**Excerpt to read**
Using only elementary geometry (a) what is angle AFE? and (b) what is the perimeter of triangle CEF?
Cinelli
Re: Square
Posted: July 31st, 2021, 7:52 pm
by UncleEbenezer
Easy to misread what you're asking there. Elementary geometry is too easy, and the answers are suspiciously round numbers. Did you mean to say no calculators or computers? I've only solved it with the aid of trig functions, but let's spoiler-protect it anyway.
Lots of right-angled triangles and unit sides to work with.
Looking at triangle BAE, angle BAE is 20° and side BE is tan(20). Similarly angle FAD is 25° and side DF is tan(25). From this,
FC = 1 - tan(25)
EC = 1 - tan(20)
FE = sqrt(FC^2+EC^2). Expanding that doesn't look particularly exciting, so I won't.
Adding those up gives the perimeter. But that's surely too easy for a Cinelli problem?
How about that angle? Consider G, vertically above F on AB. Then the angle is AFG + GFE, and we already have AFG=25°.
GFE is of course 90 - EFC, or equal to FEC. And FEC = arc tan (FC/EC), giving AFE = AFG+GFE = 25+atan(FC/EC)

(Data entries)
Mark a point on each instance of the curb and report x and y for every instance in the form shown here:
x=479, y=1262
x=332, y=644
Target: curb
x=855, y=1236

**Task prompt**
Rewrite the geometry thread starting at "FE = sqrt(FC^2+EC^2)." and ending at "a Cinelli problem?", changing "perimeter" to "total length". The data entries are separate material and have nothing to do with the geometry thread.

**Result**
FE = sqrt(FC^2+EC^2). Expanding that doesn't look particularly exciting, so I won't.
Adding those up gives the total length. But that's surely too easy for a Cinelli problem?